REQUIRED ACTION | Would you copy every line of the listing below that includes the word "door"?

RECORD EXCERPTS |
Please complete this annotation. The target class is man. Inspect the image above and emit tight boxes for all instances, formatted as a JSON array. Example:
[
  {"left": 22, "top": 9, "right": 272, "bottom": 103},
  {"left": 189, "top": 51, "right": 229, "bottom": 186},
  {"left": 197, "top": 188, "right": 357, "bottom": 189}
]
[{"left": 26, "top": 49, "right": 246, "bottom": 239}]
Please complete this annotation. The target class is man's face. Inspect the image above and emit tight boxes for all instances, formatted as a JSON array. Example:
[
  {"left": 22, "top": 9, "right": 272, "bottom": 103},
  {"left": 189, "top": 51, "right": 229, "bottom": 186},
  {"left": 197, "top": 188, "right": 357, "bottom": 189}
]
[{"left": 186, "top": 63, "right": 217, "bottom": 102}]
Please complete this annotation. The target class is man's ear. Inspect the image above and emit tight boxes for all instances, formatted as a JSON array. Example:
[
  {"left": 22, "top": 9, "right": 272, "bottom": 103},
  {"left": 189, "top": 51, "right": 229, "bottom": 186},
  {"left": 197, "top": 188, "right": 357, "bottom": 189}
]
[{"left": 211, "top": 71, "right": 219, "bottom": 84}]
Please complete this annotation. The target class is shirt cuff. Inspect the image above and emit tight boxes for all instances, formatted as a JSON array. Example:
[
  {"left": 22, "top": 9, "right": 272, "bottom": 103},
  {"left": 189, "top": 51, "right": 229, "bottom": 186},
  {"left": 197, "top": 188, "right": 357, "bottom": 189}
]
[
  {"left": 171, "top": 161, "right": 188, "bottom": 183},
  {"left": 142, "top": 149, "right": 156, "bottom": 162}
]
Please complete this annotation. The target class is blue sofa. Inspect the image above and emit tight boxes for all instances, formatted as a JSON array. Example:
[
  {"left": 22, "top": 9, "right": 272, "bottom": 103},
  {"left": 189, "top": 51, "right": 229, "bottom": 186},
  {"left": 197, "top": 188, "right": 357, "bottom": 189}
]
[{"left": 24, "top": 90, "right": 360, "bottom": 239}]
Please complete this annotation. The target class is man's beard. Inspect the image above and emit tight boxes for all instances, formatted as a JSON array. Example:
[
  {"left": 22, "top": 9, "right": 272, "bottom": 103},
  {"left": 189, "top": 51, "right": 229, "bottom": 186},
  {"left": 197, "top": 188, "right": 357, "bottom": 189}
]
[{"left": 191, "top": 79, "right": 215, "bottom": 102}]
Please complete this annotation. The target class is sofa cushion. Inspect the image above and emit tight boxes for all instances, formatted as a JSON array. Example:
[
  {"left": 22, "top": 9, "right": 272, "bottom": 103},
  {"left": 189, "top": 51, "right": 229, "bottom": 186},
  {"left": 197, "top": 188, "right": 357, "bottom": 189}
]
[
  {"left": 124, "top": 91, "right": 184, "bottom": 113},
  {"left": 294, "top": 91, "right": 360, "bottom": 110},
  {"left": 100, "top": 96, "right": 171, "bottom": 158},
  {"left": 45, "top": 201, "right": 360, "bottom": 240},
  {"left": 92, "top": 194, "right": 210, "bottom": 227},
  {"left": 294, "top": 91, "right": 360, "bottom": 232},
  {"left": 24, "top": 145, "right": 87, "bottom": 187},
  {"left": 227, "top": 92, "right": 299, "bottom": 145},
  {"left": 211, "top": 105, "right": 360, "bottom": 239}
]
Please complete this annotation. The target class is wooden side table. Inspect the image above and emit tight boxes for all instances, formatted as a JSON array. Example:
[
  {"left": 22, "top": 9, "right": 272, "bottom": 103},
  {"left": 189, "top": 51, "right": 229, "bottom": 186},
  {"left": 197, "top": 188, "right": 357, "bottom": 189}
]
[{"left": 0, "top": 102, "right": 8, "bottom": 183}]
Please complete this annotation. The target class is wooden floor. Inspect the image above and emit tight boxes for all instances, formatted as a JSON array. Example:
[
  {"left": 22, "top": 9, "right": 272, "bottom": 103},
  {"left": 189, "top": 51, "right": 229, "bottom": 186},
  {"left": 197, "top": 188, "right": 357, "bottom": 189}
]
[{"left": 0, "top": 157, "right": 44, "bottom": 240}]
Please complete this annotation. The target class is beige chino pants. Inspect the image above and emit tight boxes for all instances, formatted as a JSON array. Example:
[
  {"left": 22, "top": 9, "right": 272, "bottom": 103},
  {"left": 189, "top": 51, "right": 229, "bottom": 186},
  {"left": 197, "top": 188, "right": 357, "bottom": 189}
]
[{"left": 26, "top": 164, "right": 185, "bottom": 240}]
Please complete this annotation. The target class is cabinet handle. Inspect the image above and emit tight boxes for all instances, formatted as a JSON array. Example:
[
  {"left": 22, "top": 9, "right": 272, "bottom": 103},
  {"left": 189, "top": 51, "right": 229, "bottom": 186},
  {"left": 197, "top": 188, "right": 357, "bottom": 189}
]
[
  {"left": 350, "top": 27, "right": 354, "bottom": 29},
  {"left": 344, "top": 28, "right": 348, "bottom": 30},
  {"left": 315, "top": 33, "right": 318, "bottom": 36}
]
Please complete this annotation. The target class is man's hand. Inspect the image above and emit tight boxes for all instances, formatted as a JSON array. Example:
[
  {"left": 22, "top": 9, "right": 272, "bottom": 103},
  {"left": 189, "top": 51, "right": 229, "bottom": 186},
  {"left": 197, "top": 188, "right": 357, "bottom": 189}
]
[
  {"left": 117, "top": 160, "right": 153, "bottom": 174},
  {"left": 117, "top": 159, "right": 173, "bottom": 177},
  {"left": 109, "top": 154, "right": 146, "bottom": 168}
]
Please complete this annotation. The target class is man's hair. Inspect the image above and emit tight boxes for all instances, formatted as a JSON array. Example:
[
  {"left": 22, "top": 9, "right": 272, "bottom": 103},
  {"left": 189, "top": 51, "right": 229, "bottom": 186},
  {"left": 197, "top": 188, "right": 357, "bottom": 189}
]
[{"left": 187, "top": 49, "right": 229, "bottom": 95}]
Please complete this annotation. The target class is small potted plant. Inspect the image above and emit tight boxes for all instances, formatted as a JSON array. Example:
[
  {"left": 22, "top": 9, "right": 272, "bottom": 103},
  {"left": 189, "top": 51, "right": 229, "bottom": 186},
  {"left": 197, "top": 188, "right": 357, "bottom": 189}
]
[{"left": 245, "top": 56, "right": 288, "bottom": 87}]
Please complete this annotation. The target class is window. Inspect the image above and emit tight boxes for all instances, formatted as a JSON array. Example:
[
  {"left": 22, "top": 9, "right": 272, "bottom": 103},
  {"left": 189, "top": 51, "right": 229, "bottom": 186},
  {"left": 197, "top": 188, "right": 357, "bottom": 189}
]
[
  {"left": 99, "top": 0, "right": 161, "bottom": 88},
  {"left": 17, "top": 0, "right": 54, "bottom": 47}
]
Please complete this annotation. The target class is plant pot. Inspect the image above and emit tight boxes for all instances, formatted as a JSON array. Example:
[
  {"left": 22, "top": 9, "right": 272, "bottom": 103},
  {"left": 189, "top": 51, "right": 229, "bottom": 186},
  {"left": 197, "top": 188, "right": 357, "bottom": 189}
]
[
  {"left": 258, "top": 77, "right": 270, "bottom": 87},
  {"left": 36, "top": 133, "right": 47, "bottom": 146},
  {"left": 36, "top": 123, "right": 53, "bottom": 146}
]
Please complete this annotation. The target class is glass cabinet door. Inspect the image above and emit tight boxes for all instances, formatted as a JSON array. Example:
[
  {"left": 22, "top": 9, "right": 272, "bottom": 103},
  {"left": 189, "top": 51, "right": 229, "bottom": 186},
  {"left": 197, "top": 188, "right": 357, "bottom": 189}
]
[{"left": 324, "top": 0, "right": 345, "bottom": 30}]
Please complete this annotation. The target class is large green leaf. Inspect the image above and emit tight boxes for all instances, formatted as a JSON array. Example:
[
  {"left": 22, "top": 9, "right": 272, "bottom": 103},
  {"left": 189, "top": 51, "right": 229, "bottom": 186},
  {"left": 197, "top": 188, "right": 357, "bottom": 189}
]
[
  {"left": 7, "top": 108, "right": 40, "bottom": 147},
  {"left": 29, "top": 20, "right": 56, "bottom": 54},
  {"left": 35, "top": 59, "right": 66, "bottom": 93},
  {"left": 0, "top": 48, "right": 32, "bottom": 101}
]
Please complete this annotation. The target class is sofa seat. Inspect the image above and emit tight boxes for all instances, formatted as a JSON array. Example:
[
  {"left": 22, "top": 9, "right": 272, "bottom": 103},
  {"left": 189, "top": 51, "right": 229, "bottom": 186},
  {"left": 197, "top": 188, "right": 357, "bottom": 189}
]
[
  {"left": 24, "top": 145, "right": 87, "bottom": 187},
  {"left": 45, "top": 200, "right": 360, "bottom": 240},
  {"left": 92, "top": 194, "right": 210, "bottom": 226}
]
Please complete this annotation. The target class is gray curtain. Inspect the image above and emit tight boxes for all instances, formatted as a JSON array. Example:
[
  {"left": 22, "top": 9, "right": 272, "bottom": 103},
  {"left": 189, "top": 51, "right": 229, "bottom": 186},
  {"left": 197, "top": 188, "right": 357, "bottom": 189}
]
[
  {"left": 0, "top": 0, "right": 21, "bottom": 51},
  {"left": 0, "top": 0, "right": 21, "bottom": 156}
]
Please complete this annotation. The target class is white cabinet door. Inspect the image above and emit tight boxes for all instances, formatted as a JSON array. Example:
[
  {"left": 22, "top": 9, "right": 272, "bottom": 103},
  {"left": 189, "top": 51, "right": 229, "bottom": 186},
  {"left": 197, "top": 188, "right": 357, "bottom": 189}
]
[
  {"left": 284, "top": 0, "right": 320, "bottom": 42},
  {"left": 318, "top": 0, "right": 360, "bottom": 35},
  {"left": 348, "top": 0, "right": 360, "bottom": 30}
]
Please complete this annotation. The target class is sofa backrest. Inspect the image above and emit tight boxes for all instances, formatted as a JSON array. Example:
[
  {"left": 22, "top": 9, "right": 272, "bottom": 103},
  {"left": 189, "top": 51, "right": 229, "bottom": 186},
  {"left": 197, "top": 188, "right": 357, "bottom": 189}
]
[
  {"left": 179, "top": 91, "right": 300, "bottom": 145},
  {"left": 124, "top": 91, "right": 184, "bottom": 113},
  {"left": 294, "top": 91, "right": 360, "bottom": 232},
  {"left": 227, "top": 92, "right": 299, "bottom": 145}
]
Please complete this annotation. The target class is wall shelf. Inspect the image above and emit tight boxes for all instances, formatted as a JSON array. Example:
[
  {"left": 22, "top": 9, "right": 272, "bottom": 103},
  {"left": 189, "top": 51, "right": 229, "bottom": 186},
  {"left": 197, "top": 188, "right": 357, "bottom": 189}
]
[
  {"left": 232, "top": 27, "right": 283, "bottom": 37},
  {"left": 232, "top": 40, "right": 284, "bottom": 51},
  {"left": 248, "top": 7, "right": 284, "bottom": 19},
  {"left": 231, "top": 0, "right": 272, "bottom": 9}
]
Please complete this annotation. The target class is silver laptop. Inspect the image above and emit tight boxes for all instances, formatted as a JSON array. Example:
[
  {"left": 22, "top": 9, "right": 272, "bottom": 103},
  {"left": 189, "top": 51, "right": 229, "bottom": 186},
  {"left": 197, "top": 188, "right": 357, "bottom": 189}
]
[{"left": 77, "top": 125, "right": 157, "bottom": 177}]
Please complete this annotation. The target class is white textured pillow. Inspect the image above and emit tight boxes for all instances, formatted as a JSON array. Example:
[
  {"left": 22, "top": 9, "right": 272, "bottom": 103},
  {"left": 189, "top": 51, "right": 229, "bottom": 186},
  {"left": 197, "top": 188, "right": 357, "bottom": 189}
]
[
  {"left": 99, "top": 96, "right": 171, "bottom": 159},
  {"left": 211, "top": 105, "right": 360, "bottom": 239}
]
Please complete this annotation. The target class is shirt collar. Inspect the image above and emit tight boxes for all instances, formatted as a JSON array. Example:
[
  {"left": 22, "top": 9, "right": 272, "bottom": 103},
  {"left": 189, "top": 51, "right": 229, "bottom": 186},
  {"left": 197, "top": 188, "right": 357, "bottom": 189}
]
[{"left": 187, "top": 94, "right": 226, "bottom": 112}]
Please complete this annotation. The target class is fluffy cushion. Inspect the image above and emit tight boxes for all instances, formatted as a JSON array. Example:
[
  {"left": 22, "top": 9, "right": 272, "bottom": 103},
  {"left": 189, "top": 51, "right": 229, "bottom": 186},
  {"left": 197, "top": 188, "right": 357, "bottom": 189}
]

EXERCISE OUTPUT |
Please complete this annotation. The target class is glass cabinet door. Inspect the image above and emit tight boxes for all instances, formatted as a JSON array. Example:
Please complete this annotation. The target class is white cabinet door. Inspect the image above and emit tight boxes for all instances, formatted as a JSON array. Example:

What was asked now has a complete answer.